Output the lines between the line holding "The label file claims the utility" and the line holding "0 205 159 386", inclusive, reproducing them without any change. Leave the pictures out of your answer.

[Bounding box annotation entries]
· · · ·
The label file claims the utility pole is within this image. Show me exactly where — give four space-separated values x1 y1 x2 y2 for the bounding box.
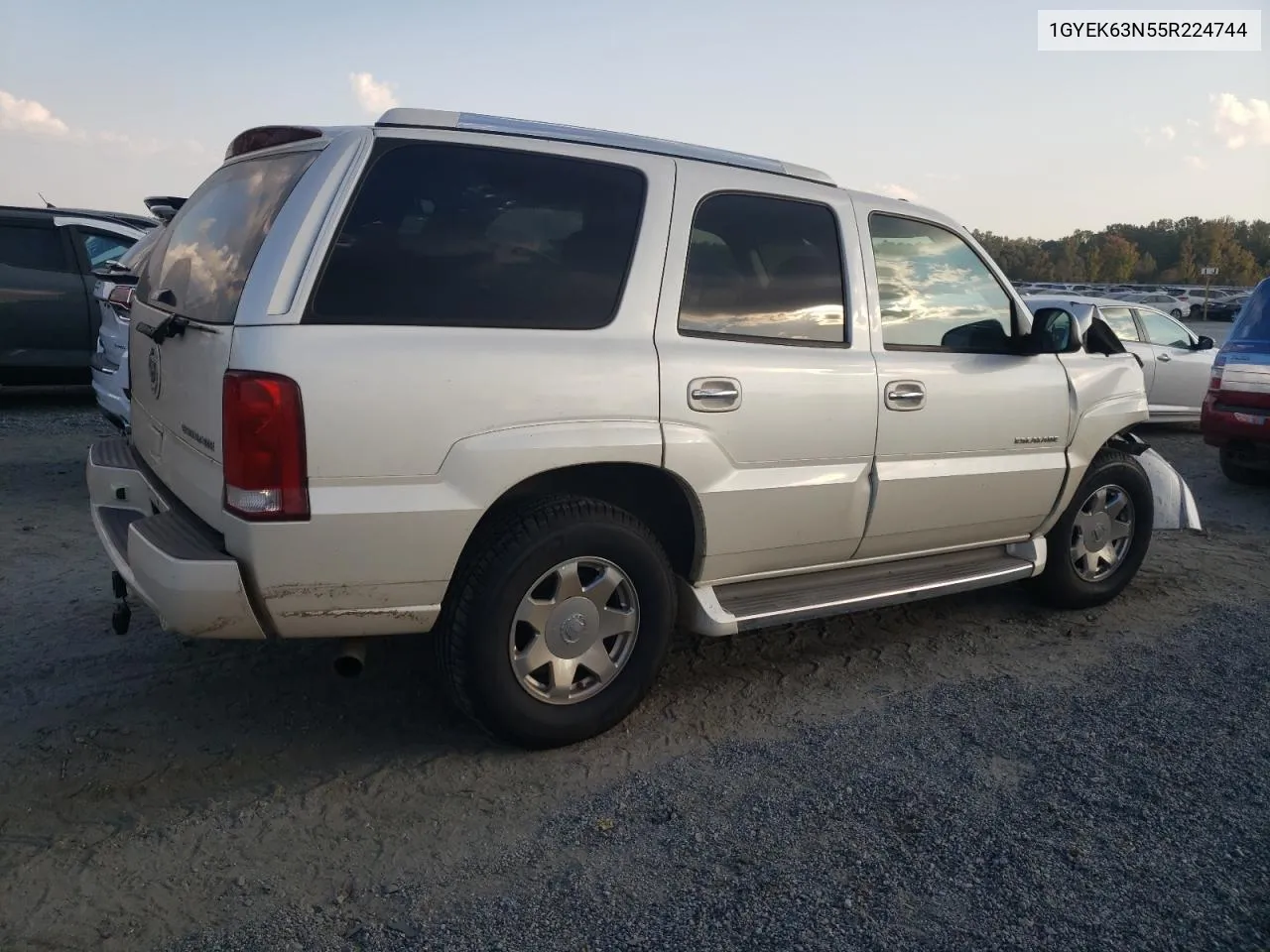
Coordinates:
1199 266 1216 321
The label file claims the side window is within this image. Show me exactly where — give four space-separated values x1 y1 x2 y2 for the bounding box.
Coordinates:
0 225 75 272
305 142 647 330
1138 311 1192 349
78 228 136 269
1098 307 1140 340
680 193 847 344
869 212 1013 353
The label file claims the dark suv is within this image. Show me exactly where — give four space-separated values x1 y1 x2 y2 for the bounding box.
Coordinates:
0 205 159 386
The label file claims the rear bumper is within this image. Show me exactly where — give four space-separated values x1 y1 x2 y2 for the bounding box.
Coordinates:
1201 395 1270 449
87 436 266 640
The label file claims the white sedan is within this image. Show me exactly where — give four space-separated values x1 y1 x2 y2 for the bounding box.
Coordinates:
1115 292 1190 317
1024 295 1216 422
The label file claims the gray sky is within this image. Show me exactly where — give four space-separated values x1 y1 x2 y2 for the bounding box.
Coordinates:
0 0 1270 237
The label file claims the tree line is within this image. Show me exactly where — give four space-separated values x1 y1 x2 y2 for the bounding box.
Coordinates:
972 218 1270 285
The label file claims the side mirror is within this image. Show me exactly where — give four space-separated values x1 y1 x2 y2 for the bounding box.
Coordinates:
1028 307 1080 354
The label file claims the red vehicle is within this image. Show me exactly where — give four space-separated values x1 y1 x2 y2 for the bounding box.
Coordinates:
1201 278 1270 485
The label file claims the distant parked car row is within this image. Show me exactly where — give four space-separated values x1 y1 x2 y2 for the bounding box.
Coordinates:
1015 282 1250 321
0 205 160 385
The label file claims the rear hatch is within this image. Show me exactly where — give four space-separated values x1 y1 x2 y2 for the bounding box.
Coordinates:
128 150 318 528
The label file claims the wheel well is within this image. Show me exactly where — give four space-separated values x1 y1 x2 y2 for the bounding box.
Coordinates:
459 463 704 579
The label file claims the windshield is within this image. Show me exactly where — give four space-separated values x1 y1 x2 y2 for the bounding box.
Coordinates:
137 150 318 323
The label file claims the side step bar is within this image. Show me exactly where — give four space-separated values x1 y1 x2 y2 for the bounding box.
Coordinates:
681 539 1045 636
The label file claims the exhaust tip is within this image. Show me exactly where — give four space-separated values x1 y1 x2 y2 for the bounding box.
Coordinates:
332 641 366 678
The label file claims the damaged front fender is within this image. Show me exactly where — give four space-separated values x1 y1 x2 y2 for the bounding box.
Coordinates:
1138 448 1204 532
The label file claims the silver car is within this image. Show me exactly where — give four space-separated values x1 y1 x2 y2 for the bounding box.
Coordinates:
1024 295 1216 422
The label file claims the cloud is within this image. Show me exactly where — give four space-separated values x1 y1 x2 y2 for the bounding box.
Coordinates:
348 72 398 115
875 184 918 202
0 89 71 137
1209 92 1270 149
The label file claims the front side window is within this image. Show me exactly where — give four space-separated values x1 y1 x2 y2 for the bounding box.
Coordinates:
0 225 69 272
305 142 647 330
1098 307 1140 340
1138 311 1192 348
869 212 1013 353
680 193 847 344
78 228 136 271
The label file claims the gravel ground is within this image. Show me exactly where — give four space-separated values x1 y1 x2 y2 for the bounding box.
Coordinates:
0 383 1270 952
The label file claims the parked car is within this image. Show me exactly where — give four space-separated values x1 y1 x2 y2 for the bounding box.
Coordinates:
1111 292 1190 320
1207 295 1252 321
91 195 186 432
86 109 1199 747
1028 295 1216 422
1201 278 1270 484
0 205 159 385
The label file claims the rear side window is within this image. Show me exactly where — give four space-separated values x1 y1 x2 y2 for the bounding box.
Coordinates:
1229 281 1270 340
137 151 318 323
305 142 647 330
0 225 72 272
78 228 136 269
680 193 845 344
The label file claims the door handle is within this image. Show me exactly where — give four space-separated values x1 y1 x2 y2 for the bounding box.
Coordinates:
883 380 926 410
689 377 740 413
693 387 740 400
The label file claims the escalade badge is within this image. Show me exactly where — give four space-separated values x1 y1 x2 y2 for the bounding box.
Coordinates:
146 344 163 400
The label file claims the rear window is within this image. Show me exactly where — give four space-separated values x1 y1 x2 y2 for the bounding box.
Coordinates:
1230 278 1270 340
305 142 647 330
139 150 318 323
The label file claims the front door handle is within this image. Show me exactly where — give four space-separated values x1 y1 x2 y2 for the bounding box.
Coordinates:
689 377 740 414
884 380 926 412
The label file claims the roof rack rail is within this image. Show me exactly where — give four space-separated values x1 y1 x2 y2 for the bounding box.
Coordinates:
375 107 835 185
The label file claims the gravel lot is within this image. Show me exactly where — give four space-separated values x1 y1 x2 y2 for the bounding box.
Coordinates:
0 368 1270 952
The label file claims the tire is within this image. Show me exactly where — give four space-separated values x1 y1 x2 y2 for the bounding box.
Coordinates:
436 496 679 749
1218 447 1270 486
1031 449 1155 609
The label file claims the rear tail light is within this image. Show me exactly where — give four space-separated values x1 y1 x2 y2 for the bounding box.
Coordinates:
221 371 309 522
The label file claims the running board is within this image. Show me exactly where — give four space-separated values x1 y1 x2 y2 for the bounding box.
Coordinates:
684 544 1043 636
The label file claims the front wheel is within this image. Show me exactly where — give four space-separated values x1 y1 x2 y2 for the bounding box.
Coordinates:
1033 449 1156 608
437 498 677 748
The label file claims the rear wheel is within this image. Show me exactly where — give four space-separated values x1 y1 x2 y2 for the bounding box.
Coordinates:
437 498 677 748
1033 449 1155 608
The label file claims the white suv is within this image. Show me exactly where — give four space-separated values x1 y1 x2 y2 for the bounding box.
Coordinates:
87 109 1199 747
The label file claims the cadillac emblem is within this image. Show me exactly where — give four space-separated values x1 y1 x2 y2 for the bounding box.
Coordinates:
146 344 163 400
· · · ·
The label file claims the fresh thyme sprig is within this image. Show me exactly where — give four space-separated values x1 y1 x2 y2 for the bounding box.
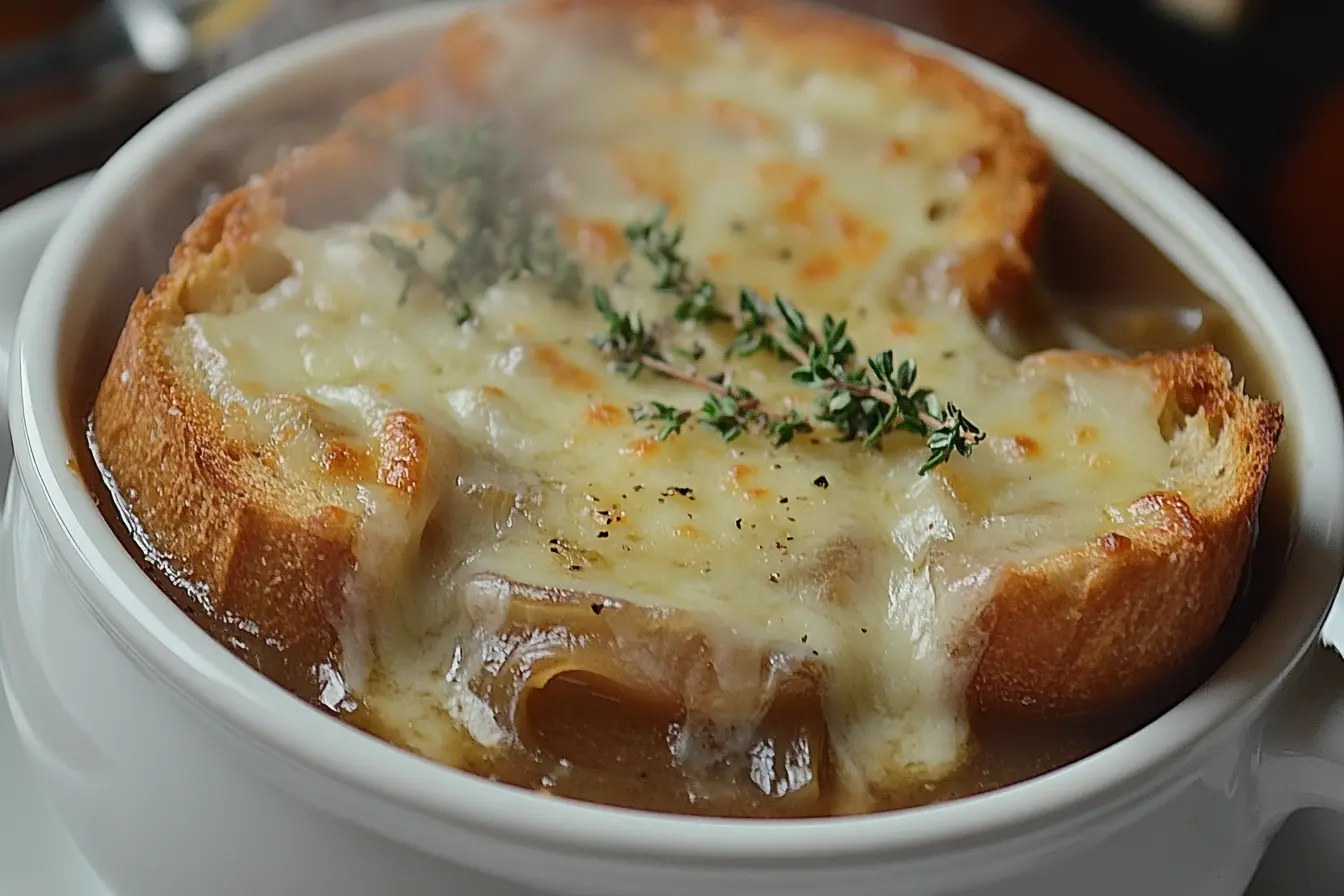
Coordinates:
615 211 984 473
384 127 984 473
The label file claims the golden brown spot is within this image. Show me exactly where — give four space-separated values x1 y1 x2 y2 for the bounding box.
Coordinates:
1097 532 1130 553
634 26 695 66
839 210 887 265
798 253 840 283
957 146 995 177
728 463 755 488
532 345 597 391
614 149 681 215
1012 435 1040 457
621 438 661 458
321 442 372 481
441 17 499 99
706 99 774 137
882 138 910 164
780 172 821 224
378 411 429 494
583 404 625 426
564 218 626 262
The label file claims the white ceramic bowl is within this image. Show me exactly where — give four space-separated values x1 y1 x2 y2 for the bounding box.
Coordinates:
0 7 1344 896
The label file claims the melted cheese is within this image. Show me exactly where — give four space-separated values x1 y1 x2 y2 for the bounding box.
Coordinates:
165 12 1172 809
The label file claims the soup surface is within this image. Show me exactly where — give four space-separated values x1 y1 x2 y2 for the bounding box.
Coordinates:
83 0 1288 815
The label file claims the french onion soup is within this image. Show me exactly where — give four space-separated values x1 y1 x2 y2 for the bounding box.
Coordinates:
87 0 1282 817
· · · ·
Reply
The label file claims the utility pole is within this image. Show me exactly where — give four space-separated values x1 y1 x2 y2 for the bounding box.
Coordinates:
1199 266 1216 321
The label file claims the side window is within this image. Show me exactly where — give four space-separated values x1 y1 x2 y2 for the bounding box.
Coordinates:
0 225 75 272
305 142 647 330
1138 311 1192 349
78 228 136 269
1098 307 1140 340
680 193 847 344
869 212 1013 353
The label file claims the dark suv is within this image. Show me exactly where — give four space-separated values x1 y1 x2 y2 for the bounding box.
Coordinates:
0 205 159 386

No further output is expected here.